**SOURCE EXTRACT**
Genetic testing company 23andMe has filed for bankruptcy protection, after reporting significant financial losses in recent years.
The company is seeking authorisation to be sold under a chapter 11 bankruptcy plan. Its CEO, Anne Wojcicki, is stepping down from her role to pursue a bid to acquire 23andMe.
“After a thorough evaluation of strategic alternatives, we have determined that a court-supervised sale process is the best path forward to maximise the value of the business,” said 23andMe chair Mark Jensen. “We expect the court-supervised process will advance our efforts to address the operational and financial challenges we face, including further cost reductions and the resolution of legal and leasehold liabilities.”
“In addition, we are committed to continuing to safeguard customer data and being transparent about the management of user data going forward, and data privacy will be an important consideration in any potential transaction.”
23andMe said it plans to continue operating during the sale process, having secured US$35 million in funding from JMB Capital Partners to do so.
California Attorney General Rob Bonta recommended last week that the state’s residents ask the company to delete or destroy their genetic data, due to its financial issues. 23andMe has been based in California since its founding.
The company has seen major losses in recent years, reporting a year-over-year revenue drop of 12% and a GAAP net loss of US$59 million last quarter. After reaching a peak valuation of US$6 billion in 2021, its valuation had declined by 99% by 2024.
23andMe also said in November that it would dismiss 40% of its workforce, as well as ending its therapeutics division.
A bid from Wojcicki to acquire the company for US$2.53 per share faltered last month after investor New Mountain Capital withdrew from the deal. A second bid for $0.41 per share was then rejected earlier in March.

(Records taken from a collection)

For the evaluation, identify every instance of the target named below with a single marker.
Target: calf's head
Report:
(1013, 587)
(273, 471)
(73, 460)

---

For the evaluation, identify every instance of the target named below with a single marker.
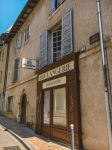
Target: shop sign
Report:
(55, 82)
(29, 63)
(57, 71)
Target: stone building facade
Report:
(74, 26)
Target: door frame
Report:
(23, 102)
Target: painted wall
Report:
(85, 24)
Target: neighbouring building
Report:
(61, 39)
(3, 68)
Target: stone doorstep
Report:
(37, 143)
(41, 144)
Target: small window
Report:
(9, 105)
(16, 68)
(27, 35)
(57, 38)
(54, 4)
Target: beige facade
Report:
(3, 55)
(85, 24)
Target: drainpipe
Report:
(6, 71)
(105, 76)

==

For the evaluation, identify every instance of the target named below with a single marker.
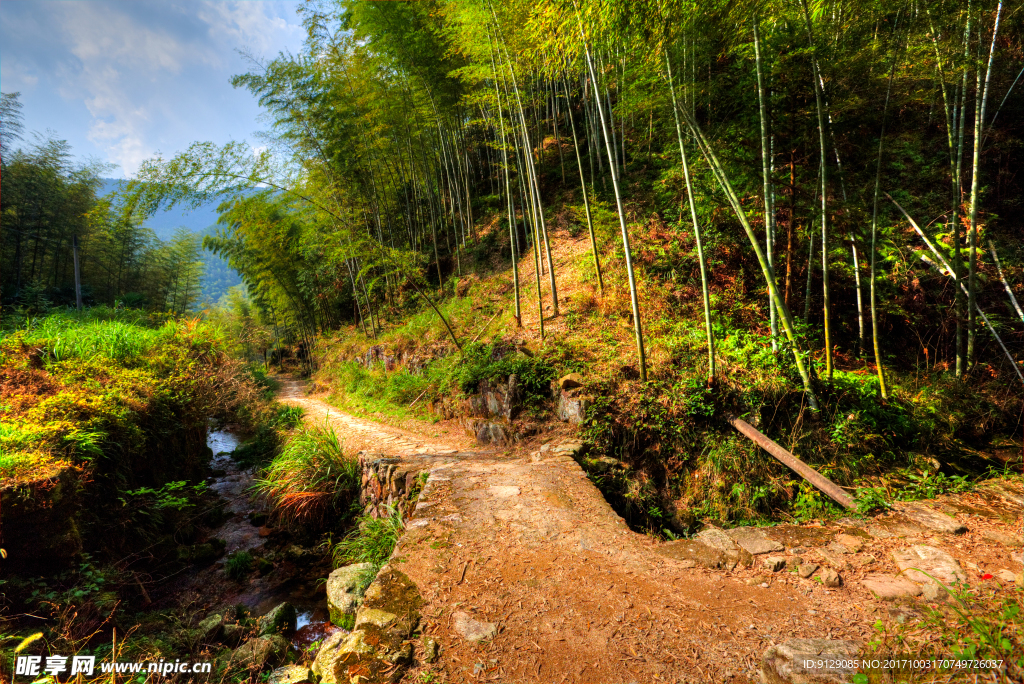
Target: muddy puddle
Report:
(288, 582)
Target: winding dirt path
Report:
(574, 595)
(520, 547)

**TASK LIST**
[a] Update the 23andMe bankruptcy report from "The company has" to "earlier in March.", replacing "workforce" with "staff".
[b] According to the 23andMe bankruptcy report, how much funding did the company secure from JMB Capital Partners to keep operating during the sale process?

**ANSWERS BY ITEM**
[a]
The company has seen major losses in recent years, reporting a year-over-year revenue drop of 12% and a GAAP net loss of US$59 million last quarter. After reaching a peak valuation of US$6 billion in 2021, its valuation had declined by 99% by 2024.
23andMe also said in November that it would dismiss 40% of its staff, as well as ending its therapeutics division.
A bid from Wojcicki to acquire the company for US$2.53 per share faltered last month after investor New Mountain Capital withdrew from the deal. A second bid for $0.41 per share was then rejected earlier in March.

[b] US$35 million